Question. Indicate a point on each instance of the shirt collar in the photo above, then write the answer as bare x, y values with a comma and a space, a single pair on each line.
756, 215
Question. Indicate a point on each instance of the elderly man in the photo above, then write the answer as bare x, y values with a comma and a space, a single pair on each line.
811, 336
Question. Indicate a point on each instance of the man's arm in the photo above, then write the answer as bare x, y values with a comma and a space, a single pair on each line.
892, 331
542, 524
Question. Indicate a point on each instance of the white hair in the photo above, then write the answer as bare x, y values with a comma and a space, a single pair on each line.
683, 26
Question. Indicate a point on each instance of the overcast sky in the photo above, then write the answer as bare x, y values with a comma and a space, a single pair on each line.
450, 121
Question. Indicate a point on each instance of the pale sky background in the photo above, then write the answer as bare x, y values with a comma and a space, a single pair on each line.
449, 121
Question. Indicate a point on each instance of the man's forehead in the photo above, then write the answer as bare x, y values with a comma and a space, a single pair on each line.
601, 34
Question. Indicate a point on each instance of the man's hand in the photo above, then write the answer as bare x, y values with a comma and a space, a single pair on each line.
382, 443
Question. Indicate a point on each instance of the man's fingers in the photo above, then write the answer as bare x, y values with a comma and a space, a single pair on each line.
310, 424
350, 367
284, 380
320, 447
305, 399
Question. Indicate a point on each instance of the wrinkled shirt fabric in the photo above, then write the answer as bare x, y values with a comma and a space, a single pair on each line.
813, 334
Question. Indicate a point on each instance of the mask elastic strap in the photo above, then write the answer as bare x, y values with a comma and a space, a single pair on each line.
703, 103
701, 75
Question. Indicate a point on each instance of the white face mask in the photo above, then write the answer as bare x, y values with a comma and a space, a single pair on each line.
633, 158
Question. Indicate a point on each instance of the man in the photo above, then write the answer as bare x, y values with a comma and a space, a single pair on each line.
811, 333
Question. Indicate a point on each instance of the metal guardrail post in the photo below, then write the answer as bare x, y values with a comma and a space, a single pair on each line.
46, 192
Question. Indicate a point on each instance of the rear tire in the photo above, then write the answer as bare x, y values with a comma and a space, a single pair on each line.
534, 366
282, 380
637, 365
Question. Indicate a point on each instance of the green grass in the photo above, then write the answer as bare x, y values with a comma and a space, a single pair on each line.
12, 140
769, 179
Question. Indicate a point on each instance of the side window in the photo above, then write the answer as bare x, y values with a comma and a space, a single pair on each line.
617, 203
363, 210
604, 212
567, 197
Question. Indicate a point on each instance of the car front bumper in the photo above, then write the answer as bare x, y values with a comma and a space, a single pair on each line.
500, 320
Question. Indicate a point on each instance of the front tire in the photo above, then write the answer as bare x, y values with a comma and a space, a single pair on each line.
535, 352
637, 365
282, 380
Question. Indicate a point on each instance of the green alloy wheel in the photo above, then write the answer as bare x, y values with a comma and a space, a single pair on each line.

• What this task involves
Quote the material above word for word, starting with the line that contains "Question. Indicate a point on each instance of the front" and ending with the last line of the material, including both of those lines.

• Output below
Question. Indicate a point on each instance of the front tire in the photo above, then write the answer as bare x, y values with a comma and a space, a single pair on each line.
535, 352
637, 365
282, 380
Question. Indicate a point on each instance of the green alloy wheel in the photo above, then write the answer as bare x, y values with a comma and a space, a single pair on each line.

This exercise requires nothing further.